Repeat the data that follows, word for word, without the images.

Saved data entries
◇ ◇ ◇ ◇

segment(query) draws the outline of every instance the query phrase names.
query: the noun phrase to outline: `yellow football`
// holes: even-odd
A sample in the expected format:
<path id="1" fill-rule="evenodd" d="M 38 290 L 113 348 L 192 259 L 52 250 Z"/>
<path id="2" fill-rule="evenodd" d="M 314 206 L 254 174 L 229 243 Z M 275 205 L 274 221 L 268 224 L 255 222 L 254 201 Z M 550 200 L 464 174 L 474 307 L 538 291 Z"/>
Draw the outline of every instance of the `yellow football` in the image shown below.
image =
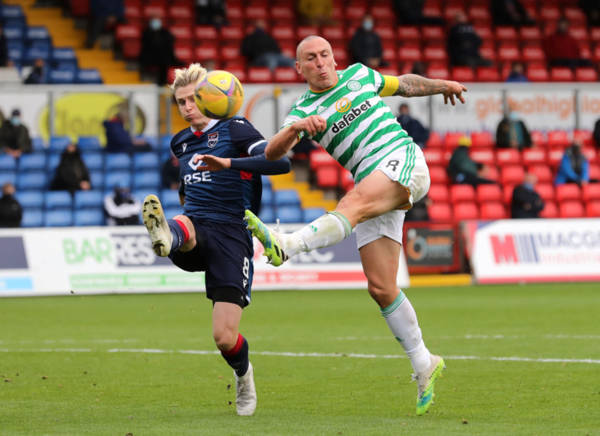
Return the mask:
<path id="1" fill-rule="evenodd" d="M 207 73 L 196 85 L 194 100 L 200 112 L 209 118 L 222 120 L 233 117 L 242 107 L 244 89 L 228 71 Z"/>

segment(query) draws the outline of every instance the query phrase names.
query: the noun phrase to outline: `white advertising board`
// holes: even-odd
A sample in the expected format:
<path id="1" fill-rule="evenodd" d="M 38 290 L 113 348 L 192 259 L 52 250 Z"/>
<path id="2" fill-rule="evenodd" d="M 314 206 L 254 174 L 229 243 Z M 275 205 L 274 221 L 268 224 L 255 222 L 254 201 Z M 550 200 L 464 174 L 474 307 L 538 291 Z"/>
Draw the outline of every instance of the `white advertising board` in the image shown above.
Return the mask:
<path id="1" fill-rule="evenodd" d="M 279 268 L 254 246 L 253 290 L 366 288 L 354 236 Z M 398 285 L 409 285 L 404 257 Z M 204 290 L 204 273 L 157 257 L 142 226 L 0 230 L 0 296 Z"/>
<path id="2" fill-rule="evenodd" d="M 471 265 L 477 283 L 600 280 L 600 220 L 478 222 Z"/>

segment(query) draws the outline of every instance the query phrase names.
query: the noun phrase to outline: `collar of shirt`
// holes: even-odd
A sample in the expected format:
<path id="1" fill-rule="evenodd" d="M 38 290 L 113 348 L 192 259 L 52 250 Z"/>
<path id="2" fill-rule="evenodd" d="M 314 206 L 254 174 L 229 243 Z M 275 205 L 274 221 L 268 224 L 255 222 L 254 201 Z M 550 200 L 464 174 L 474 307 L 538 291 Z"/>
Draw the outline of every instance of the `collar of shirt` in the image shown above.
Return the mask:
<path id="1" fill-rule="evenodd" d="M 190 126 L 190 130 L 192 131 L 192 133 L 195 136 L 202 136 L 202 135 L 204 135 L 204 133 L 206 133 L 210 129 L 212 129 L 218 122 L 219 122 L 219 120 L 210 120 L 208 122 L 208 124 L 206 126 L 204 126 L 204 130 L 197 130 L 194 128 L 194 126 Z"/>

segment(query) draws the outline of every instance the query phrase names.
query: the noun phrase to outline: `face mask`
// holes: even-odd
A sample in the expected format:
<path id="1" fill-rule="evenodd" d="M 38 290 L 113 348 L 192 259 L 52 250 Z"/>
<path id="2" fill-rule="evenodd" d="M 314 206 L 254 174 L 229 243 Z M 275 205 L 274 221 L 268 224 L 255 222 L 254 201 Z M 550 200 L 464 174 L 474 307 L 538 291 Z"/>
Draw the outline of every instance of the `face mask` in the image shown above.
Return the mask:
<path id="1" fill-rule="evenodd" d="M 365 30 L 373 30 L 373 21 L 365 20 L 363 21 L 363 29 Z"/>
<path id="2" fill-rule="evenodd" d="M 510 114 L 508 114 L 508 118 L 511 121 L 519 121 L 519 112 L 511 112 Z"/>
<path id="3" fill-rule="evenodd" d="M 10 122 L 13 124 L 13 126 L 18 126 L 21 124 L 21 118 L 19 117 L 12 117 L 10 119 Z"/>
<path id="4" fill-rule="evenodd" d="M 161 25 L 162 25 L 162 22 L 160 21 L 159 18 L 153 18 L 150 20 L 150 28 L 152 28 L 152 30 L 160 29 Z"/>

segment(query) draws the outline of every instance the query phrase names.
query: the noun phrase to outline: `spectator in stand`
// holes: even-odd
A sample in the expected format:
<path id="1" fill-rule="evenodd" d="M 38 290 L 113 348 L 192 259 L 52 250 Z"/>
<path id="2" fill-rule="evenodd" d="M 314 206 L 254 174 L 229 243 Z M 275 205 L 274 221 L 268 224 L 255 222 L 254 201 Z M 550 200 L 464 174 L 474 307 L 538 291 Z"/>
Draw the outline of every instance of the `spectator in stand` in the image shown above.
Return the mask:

◇ ◇ ◇ ◇

## RESPONSE AREA:
segment(query) draws the outline of every instance the query phrase names.
query: the noun phrase to outline: `yellow football`
// holes: even-odd
A sample in the expected format:
<path id="1" fill-rule="evenodd" d="M 38 290 L 113 348 L 192 259 L 52 250 Z"/>
<path id="2" fill-rule="evenodd" d="M 314 206 L 254 174 L 229 243 Z M 275 205 L 274 221 L 268 224 L 255 222 L 254 201 Z M 550 200 L 464 174 L 474 307 L 538 291 Z"/>
Draw the outline of every instance of the `yellow football` in the image shown below.
image =
Return the mask:
<path id="1" fill-rule="evenodd" d="M 207 73 L 196 85 L 194 100 L 200 112 L 209 118 L 222 120 L 233 117 L 242 107 L 244 89 L 228 71 Z"/>

segment(query) draws the outline of every instance the query phrase names.
query: the noun phrase to outline: `white advertising board`
// holes: even-odd
A sample in the expected format:
<path id="1" fill-rule="evenodd" d="M 38 290 L 113 348 L 192 259 L 52 250 Z"/>
<path id="2" fill-rule="evenodd" d="M 314 206 L 254 174 L 229 243 Z M 275 205 L 274 221 L 268 224 L 255 222 L 254 201 Z M 550 200 L 464 174 L 474 307 L 538 291 Z"/>
Draw the outline of every instance of the `white advertising board` in the image shown above.
Return the mask:
<path id="1" fill-rule="evenodd" d="M 279 268 L 254 246 L 253 290 L 366 288 L 354 236 Z M 398 285 L 409 285 L 404 257 Z M 204 290 L 204 273 L 157 257 L 142 226 L 0 230 L 0 296 Z"/>
<path id="2" fill-rule="evenodd" d="M 471 265 L 477 283 L 600 280 L 600 220 L 478 222 Z"/>

segment(query) draws the outline of every instance the query phrase names.
query: the noun phrase to outline: `collar of shirt`
// holes: even-odd
A sample in the expected format:
<path id="1" fill-rule="evenodd" d="M 38 290 L 113 348 L 192 259 L 52 250 Z"/>
<path id="2" fill-rule="evenodd" d="M 314 206 L 254 174 L 229 243 Z M 275 205 L 274 221 L 268 224 L 255 222 L 254 201 Z M 550 200 L 464 174 L 474 307 L 538 291 Z"/>
Draw the outline of every instance of the `collar of shirt` in the image shown above.
Return the mask:
<path id="1" fill-rule="evenodd" d="M 190 126 L 190 130 L 192 131 L 192 133 L 195 136 L 202 136 L 202 135 L 204 135 L 204 133 L 206 133 L 210 129 L 212 129 L 218 122 L 219 122 L 219 120 L 210 120 L 208 122 L 208 124 L 206 126 L 204 126 L 204 130 L 197 130 L 194 128 L 194 126 Z"/>

segment(query) draws the outline of every instance the query phrase names.
query: the noun phrase to outline: `face mask`
// holes: even-odd
A sample in the expected format:
<path id="1" fill-rule="evenodd" d="M 38 290 L 113 348 L 192 259 L 52 250 Z"/>
<path id="2" fill-rule="evenodd" d="M 314 206 L 254 174 L 229 243 Z M 275 205 L 274 221 L 268 224 L 255 222 L 254 201 Z M 550 200 L 464 174 L 474 307 L 538 291 Z"/>
Draw the outline of every instance of the `face mask` in the image shown above.
Return the mask:
<path id="1" fill-rule="evenodd" d="M 365 30 L 373 30 L 373 21 L 365 20 L 363 21 L 363 29 Z"/>
<path id="2" fill-rule="evenodd" d="M 510 114 L 508 114 L 508 118 L 511 121 L 519 121 L 519 112 L 511 112 Z"/>
<path id="3" fill-rule="evenodd" d="M 10 122 L 13 124 L 13 126 L 18 126 L 21 124 L 21 118 L 19 117 L 12 117 L 10 119 Z"/>
<path id="4" fill-rule="evenodd" d="M 161 25 L 162 25 L 162 22 L 160 21 L 159 18 L 153 18 L 150 20 L 150 28 L 152 28 L 152 30 L 160 29 Z"/>

segment(query) draws the outline of every instance the query phrase names.
query: the noun phrase to outline: `spectator in stand`
// holes: even-odd
A sample in the expected format:
<path id="1" fill-rule="evenodd" d="M 38 290 L 113 348 L 192 259 L 52 250 Z"/>
<path id="2" fill-rule="evenodd" d="M 314 206 L 254 174 L 229 243 Z M 275 205 L 274 221 L 268 224 L 255 222 L 254 201 Z M 550 200 L 464 174 L 474 307 L 538 291 Z"/>
Draw the outline of every instance of the `spectator in stand` in the image shown above.
Return the mask:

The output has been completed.